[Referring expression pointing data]
BEGIN

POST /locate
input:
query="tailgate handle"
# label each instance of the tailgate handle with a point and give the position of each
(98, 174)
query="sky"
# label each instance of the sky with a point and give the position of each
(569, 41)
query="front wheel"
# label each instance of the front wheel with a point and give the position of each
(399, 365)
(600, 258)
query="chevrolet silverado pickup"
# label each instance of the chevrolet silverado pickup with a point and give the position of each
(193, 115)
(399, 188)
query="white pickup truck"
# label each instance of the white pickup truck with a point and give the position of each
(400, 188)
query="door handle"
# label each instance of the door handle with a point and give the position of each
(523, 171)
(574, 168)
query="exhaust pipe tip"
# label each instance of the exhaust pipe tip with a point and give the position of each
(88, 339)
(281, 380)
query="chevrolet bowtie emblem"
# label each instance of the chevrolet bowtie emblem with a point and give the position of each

END

* What the task asks *
The full set of records, transcribed exactly, is the answer.

* Problem solution *
POST /locate
input:
query="tailgate handle"
# label each instance of the tailgate handle with a point and give the position of each
(98, 174)
query="sky"
# label each instance of the sky with a point and give the position of each
(569, 41)
query="front wheel"
# label each instance of the front wheel with a point and give the position of each
(399, 365)
(600, 258)
query="chevrolet silverado pickup"
# label each instance of the chevrolet silverado pickup with a point and give the position of each
(193, 115)
(399, 188)
query="white pickup truck"
# label each instance of the white pickup truck with a point and give the position of each
(400, 188)
query="door handle"
# label each instance of the door handle with a point and give the position of each
(523, 171)
(574, 168)
query="exhaust pipe tip"
# label each instance of the exhaust pipe tip with a point and give the position of each
(88, 339)
(281, 380)
query="chevrolet bowtie emblem"
# label each instance of the chevrolet bowtie emblem with a point and give the position of each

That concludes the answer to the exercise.